**Document text**:
Please check for inaccuracies, and modify and cite sources as needed.

As a hit-driven business, the great majority of the computer and video games industry's software releases have been commercial failures. In the early 21st century, rules of thumb noted by industry commentators estimated that 10% of published games generated 90% of revenue[9]; that around 3% of PC games and 15% of console games have global sales of 100,000+ a year (with even this level insufficient to make high-budget titles profitable)[10]'; and that about 20% of games return at least some profit[11]. The rate of commercial failure has been estimated at 95% by the International Game Developers Association[12].

Some of these have drastically changed the video game market since its birth in the late 1970s. For example, the flops of E.T. and Pac-Man for the Atari 2600 were high profile games of low quality, contributing to the video game crash of 1983. Some games, despite being commercial failures, are well received by certain group of gamers and are considered cult games. Many of these games live on through emulation.

Video game hardware failures

For the sake of scope, a commercial failure for a video game hardware platform is generally defined as a system that either fails to become adopted by a significant portion of the gaming market place, or fails to win significant mindshare of the target audience. This definition should be applied internationally, and not based strictly on the success or failure of a platform in any one given market.

**Data extract**:
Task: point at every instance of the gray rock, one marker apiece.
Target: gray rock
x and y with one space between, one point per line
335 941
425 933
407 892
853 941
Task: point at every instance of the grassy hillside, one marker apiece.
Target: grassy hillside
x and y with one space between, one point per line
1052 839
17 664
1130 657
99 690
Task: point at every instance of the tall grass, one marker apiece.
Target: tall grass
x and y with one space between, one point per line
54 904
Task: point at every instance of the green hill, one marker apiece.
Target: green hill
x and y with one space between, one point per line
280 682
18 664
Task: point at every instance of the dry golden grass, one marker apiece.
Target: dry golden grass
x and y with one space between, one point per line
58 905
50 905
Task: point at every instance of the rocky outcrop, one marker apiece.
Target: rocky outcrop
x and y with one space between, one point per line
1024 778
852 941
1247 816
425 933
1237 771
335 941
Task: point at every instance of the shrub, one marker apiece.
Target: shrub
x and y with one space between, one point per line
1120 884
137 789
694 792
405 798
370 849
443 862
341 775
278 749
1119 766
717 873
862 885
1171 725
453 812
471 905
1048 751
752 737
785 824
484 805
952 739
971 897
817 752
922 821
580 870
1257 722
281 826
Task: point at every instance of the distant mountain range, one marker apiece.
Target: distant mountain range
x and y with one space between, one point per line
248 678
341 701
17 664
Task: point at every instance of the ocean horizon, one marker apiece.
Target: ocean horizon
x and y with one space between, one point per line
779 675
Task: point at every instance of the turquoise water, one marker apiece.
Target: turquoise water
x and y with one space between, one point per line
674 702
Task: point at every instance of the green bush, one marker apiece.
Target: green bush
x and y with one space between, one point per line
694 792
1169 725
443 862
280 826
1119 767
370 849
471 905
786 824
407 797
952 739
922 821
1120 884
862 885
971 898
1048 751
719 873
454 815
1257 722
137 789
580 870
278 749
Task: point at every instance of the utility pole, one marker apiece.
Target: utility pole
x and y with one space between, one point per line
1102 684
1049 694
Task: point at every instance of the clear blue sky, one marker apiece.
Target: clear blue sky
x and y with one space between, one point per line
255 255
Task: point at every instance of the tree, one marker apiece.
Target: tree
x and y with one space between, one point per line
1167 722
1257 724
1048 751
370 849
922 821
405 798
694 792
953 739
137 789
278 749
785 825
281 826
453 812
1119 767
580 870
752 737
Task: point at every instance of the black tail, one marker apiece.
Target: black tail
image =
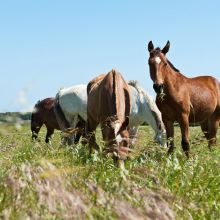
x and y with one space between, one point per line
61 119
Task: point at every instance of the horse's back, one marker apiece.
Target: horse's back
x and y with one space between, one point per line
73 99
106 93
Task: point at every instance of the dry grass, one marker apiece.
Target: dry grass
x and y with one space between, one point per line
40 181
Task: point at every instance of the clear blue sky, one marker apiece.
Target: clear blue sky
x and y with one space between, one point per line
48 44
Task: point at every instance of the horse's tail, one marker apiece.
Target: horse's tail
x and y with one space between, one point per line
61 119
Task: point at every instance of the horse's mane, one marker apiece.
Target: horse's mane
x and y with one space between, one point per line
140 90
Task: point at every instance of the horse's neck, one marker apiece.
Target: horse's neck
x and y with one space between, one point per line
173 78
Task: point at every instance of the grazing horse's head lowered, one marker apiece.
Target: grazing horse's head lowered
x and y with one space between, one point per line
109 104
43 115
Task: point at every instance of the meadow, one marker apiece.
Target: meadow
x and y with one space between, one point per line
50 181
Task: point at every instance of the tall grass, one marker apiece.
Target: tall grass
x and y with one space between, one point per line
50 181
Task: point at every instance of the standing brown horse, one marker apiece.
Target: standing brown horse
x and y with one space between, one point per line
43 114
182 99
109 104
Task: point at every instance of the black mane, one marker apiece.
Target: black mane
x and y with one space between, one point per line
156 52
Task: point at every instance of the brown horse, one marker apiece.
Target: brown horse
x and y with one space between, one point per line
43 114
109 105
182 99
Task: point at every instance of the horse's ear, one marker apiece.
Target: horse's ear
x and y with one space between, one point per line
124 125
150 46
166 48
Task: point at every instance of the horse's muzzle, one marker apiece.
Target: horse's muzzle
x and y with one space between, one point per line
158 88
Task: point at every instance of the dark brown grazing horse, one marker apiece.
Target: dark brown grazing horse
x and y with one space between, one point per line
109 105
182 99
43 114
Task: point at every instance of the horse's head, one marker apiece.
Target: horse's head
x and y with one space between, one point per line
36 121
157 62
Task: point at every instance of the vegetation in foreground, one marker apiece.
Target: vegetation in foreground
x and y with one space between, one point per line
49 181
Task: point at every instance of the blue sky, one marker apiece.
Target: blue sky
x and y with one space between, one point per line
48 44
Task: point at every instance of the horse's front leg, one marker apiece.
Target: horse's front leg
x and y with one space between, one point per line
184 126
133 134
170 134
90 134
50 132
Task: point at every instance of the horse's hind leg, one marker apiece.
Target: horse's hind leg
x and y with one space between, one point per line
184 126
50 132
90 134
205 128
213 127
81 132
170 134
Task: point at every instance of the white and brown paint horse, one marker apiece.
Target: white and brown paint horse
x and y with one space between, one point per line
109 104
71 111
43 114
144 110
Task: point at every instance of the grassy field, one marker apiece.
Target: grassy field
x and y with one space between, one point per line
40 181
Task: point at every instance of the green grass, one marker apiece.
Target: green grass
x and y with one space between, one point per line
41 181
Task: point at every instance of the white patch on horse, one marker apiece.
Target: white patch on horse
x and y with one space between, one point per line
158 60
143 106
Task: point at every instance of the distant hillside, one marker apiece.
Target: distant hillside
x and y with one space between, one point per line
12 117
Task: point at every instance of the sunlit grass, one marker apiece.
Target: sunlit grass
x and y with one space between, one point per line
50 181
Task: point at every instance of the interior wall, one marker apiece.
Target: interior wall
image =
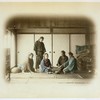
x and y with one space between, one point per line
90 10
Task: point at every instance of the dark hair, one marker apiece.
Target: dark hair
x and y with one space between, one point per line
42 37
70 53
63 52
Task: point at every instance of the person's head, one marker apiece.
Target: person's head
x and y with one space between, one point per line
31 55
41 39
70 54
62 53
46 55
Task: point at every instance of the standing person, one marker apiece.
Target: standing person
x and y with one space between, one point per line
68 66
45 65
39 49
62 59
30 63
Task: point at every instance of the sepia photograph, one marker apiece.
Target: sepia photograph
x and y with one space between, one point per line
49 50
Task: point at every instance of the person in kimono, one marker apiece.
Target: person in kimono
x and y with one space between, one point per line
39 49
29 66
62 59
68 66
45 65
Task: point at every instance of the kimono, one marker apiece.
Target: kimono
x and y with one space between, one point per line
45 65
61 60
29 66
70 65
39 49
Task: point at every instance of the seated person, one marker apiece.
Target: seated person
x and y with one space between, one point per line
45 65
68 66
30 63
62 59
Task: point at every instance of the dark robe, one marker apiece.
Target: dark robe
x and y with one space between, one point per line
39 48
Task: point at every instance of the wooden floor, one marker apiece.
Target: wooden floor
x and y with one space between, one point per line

**Complete the following**:
a: From the passage on video game commercial failures above, set down the part from "For the sake" to "one given market." word for word.
b: According to the passage on video game commercial failures, what rate of commercial failure did the International Game Developers Association estimate?
c: Rewrite the paragraph of the passage on video game commercial failures that begins "For the sake of scope" as a short bulleted list, keeping its main facts.

**Final results**:
a:
For the sake of scope, a commercial failure for a video game hardware platform is generally defined as a system that either fails to become adopted by a significant portion of the gaming market place, or fails to win significant mindshare of the target audience. This definition should be applied internationally, and not based strictly on the success or failure of a platform in any one given market.

b: 95%

c:
- A video game hardware platform is generally called a commercial failure if it fails to be adopted by a significant portion of the gaming marketplace or fails to win significant mindshare of its target audience.
- This definition applies internationally, not only to a platform's success or failure in one market.